[Exercise requirements]: Down to the last line, output the records below exactly.

Source data

Content starts

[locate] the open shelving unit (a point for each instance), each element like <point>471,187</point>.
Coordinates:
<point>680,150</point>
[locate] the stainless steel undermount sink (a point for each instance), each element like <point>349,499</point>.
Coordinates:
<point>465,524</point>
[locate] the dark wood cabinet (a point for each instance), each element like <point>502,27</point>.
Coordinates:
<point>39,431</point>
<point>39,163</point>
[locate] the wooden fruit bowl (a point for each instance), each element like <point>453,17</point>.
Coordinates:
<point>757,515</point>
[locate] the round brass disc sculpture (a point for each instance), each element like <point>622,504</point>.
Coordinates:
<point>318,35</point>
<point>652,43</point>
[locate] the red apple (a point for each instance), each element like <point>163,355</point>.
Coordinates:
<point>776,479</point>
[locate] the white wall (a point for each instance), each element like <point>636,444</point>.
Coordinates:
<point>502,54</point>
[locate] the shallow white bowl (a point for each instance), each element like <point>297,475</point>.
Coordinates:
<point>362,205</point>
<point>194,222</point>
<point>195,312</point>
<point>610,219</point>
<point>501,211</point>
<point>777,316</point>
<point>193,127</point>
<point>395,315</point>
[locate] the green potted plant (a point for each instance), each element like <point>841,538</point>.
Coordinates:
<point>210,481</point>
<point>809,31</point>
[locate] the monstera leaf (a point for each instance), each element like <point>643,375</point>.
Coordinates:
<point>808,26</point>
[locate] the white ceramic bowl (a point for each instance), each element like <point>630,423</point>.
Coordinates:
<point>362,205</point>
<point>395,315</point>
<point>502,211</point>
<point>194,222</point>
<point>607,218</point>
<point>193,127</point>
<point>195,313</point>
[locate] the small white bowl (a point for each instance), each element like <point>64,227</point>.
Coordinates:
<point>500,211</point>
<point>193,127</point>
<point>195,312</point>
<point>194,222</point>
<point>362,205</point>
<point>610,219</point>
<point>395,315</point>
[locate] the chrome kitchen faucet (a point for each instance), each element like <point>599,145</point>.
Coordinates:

Content ends

[Answer for this exercise]:
[locate] the open shelving unit (a point for each instance), each element like <point>471,187</point>.
Coordinates:
<point>680,150</point>
[locate] the stainless steel undermount sink (a point for each instance), each element like <point>349,499</point>.
Coordinates:
<point>465,524</point>
[locate] the dark wood cabinet (a point for each instance), each element like <point>502,27</point>.
Coordinates:
<point>39,431</point>
<point>39,163</point>
[locate] the wooden fruit bowl (a point for each instance), each element like <point>453,17</point>.
Coordinates:
<point>757,515</point>
[locate] the round brass disc sculpture (a point for each instance), each element like <point>622,504</point>.
Coordinates:
<point>318,35</point>
<point>652,43</point>
[locate] the red apple (a point for each instance), each element like <point>163,355</point>.
Coordinates:
<point>776,479</point>
[locate] the white wall (a point for each instance), each element like <point>636,444</point>.
Coordinates:
<point>502,54</point>
[locate] the shallow white bowl (a point for each instance), each element like <point>297,475</point>.
Coordinates:
<point>362,205</point>
<point>194,222</point>
<point>195,312</point>
<point>610,219</point>
<point>501,211</point>
<point>777,316</point>
<point>193,127</point>
<point>395,315</point>
[locate] the green potted plant (a point for each instance), each element like <point>841,538</point>.
Coordinates:
<point>210,481</point>
<point>809,31</point>
[locate] the monstera leaf (a point for each instance), each element like <point>643,375</point>.
Coordinates:
<point>808,26</point>
[locate] the white ceramic bowl (a point for each instance), each element like <point>630,423</point>.
Coordinates:
<point>362,205</point>
<point>395,315</point>
<point>502,211</point>
<point>194,222</point>
<point>607,218</point>
<point>193,127</point>
<point>195,313</point>
[locate] the small white bowl (a point for each instance), each element like <point>64,227</point>.
Coordinates:
<point>500,211</point>
<point>193,127</point>
<point>195,312</point>
<point>194,222</point>
<point>362,205</point>
<point>610,219</point>
<point>395,315</point>
[locate] the chrome kitchen faucet (a point for each instance), each element like <point>599,145</point>.
Coordinates:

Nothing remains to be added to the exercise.